══ TRECHO DO DOCUMENTO
A vida do obscuro bluesman punk
Finalmente uma bio do influente mas pouco conhecido Hound Dog Taylor
Gostar de um artista obscuro cria o problema: nem sempre se consegue obter muita informação quanto se gostaria. Era meu caso com o bluesman Hound Dog Taylor (1917-1975).
Após três décadas de admiração por sua música e alguns fatos básicos conhecidos através de um encarte de disco e internet, fui salvo recentemente ao descobrir que, em novembro de 2022, foi publicada sem maior alarde nos EUA a biografia Goodnight Boogie: A Tale of Guns, Wolves & the Blues of Hound Dog Taylor, de Matt Rogers.
Corri atrás e finalmente pude ter o quadro completo da existência do bluesman obscuro, mas influente. Hound Dog foi praticamente um inventor do que podemos chamar de blues punk.
════
══ DADOS FORNECIDOS
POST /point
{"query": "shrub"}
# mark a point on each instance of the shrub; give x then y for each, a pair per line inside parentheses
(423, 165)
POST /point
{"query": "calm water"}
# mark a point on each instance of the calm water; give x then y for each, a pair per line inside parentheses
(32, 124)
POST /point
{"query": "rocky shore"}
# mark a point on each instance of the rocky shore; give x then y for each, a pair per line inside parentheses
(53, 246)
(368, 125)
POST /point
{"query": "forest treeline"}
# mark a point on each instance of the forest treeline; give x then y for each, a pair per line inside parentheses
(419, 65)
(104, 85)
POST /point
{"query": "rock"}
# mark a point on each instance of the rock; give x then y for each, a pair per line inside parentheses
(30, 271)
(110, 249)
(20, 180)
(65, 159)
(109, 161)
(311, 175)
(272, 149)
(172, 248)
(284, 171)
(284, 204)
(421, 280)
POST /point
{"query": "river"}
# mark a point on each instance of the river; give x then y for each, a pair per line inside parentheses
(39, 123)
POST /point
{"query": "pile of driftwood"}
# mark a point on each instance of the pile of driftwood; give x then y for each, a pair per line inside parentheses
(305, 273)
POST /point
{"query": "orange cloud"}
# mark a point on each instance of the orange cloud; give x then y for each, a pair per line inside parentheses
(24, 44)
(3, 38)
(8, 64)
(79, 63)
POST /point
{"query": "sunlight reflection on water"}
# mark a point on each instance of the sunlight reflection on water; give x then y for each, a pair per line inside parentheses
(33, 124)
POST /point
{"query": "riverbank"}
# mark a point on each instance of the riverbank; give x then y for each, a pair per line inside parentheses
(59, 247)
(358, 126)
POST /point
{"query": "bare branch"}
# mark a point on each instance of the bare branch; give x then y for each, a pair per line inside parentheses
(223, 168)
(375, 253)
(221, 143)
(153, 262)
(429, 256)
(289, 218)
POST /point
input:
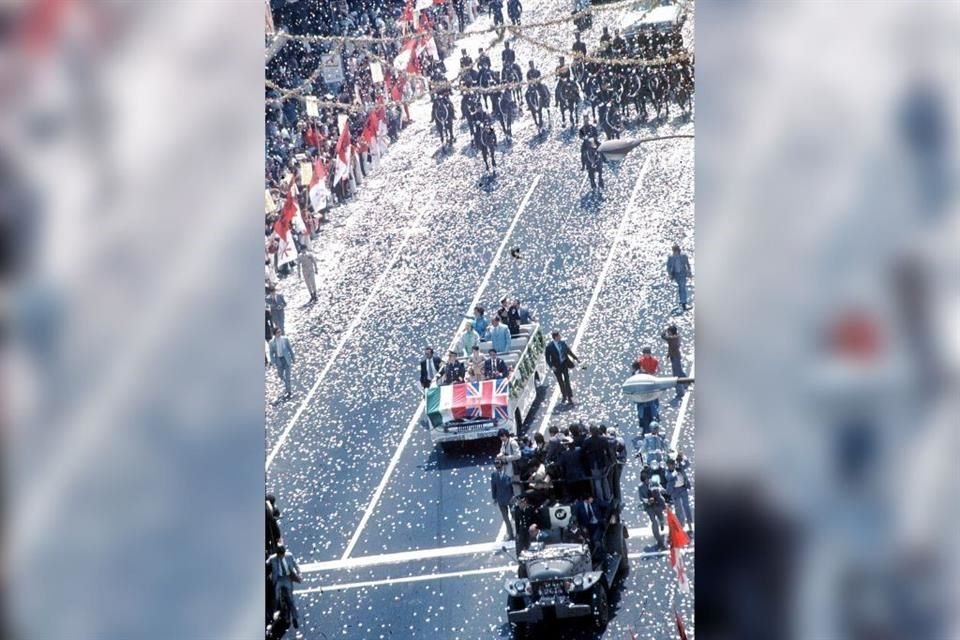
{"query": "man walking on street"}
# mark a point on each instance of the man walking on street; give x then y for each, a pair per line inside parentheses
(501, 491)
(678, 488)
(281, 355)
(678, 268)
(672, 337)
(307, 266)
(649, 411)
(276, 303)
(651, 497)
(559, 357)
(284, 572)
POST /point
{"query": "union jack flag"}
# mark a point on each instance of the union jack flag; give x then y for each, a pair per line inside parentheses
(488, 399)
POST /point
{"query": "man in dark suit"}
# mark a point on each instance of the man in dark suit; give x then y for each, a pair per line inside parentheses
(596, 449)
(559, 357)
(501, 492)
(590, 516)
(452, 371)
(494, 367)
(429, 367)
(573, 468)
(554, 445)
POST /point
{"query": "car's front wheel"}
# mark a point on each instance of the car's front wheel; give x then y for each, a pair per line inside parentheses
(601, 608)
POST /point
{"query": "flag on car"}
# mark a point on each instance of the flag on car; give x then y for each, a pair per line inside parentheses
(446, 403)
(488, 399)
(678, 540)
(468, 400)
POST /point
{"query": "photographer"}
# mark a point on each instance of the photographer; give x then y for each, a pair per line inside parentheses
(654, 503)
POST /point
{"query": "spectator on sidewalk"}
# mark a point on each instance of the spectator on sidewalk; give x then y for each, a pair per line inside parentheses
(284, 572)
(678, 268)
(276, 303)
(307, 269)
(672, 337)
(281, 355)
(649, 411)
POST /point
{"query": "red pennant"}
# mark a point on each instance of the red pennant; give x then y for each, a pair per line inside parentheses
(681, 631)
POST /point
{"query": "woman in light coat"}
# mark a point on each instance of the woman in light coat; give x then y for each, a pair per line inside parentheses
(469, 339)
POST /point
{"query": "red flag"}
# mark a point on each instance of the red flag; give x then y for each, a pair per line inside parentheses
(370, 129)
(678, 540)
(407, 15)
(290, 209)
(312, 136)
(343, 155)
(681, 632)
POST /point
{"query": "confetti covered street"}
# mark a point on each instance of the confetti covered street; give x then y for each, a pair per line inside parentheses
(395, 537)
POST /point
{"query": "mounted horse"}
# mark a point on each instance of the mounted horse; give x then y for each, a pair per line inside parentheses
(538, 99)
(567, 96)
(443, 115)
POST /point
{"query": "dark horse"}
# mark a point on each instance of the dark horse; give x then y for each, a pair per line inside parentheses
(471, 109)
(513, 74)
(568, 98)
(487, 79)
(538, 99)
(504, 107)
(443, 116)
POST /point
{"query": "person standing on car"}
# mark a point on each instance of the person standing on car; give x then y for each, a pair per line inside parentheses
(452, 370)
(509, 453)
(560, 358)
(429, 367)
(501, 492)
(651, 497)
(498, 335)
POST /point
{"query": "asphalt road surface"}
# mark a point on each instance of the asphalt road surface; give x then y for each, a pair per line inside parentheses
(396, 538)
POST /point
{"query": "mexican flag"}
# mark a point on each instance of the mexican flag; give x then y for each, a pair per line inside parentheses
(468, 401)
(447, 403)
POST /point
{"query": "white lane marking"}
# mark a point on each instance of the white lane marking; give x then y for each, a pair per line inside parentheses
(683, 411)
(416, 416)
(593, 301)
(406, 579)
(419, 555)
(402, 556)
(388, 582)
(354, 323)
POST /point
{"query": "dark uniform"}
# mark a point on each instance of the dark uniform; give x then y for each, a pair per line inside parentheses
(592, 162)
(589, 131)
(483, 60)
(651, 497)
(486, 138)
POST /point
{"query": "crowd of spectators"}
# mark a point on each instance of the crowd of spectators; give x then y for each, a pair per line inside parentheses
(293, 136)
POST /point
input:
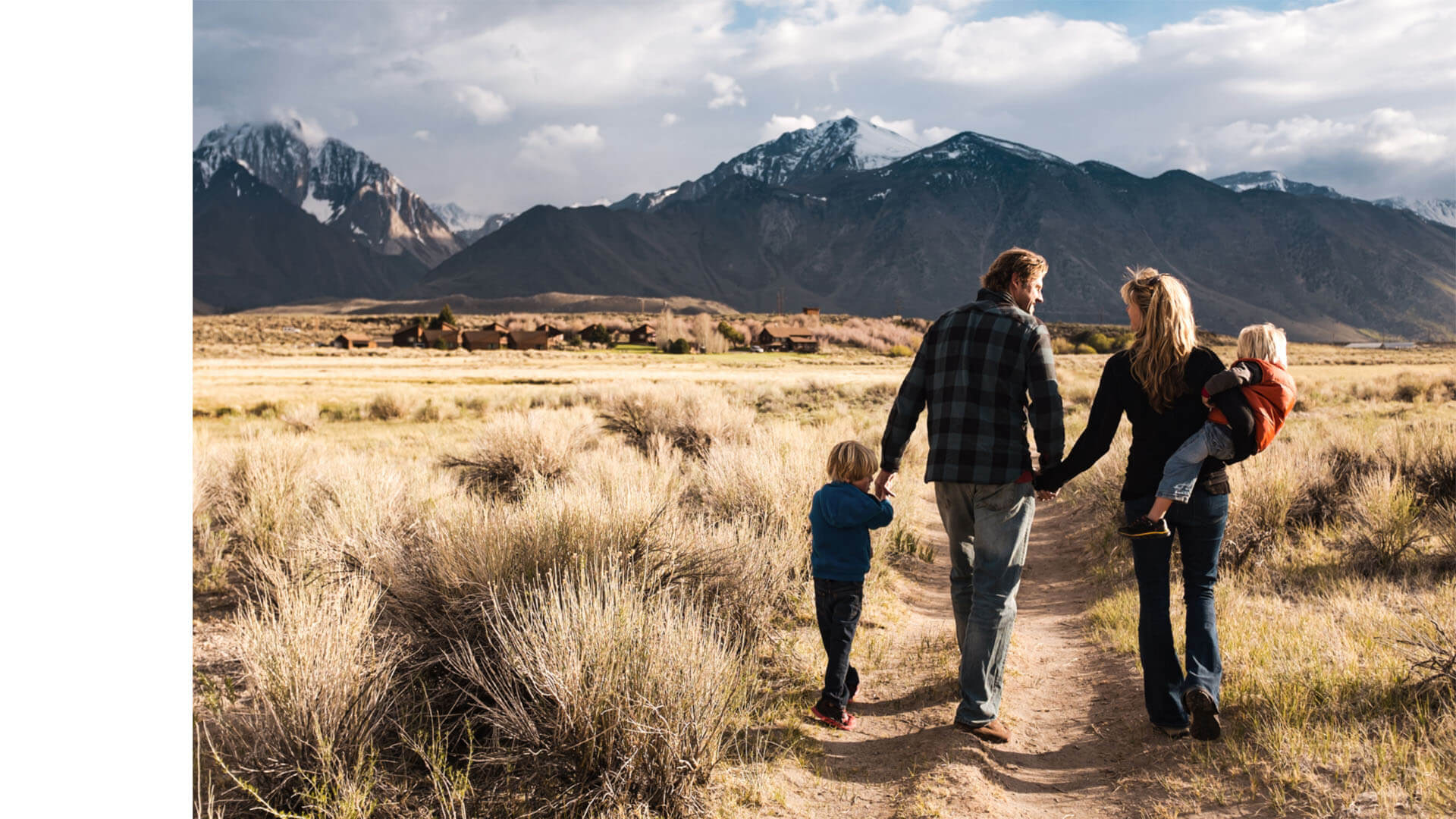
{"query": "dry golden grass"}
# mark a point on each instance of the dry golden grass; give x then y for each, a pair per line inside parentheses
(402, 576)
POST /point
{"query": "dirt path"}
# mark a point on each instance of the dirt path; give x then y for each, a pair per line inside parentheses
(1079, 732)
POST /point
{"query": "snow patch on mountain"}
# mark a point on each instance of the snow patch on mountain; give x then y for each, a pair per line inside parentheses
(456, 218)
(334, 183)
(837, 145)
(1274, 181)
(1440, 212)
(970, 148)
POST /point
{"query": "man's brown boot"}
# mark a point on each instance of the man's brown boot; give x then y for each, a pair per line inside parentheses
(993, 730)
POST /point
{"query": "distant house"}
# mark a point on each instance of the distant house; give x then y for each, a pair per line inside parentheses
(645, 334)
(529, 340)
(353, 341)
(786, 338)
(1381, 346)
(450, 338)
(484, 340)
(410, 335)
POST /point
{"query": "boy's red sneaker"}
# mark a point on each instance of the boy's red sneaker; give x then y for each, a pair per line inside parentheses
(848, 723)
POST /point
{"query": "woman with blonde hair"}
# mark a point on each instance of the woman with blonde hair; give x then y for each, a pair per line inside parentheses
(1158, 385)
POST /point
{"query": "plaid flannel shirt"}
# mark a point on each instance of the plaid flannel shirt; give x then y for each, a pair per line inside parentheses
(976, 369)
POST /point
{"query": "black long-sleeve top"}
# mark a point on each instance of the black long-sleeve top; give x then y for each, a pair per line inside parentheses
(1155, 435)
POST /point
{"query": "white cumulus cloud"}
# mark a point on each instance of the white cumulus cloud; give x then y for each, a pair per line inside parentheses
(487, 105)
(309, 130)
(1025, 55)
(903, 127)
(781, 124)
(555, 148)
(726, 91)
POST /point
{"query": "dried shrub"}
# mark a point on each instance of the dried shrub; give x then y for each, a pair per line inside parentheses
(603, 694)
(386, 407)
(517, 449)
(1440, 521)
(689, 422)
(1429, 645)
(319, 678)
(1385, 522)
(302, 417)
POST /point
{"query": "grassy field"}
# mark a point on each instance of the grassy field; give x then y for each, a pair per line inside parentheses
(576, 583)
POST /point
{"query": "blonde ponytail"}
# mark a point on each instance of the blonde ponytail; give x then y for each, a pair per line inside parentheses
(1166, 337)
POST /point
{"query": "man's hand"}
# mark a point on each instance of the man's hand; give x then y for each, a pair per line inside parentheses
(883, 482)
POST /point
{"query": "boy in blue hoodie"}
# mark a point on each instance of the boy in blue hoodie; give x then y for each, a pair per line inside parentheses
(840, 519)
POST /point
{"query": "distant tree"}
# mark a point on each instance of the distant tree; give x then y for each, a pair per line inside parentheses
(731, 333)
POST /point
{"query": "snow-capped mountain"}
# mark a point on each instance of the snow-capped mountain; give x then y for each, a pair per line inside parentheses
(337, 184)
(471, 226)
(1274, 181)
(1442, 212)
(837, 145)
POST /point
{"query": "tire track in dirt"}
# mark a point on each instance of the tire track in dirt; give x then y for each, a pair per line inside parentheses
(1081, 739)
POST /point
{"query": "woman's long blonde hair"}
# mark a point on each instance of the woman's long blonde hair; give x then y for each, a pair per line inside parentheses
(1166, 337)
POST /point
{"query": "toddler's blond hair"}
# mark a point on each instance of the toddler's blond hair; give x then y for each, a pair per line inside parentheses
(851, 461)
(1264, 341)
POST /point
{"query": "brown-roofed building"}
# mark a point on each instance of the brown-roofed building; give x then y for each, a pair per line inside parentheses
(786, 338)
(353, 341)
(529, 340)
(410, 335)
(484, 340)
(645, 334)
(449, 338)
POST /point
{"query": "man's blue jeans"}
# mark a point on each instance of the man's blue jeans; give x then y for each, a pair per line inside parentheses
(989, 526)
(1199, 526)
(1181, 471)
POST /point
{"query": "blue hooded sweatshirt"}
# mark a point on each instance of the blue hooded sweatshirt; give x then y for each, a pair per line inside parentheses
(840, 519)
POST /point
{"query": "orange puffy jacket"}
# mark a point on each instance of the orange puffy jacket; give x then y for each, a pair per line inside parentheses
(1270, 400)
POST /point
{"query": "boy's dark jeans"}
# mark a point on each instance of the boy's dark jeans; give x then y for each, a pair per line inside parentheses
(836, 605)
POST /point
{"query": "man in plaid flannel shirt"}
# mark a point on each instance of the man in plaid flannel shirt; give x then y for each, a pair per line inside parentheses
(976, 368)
════
Diga se cada afirmação abaixo bate com o trecho sobre Hound Dog Taylor. Responda sim ou não e copie as palavras do trecho que decidem.
1. A biografia de Hound Dog Taylor saiu nos EUA em novembro de 2022.
2. Quem escreve o trecho admira a música de Hound Dog Taylor há cerca de dez anos.
3. A biografia foi escrita por Matt Rogers.

1. Sim: "em novembro de 2022, foi publicada sem maior alarde nos EUA a biografia".
2. Não: "Após três décadas de admiração por sua música".
3. Sim: "Goodnight Boogie: A Tale of Guns, Wolves & the Blues of Hound Dog Taylor, de Matt Rogers".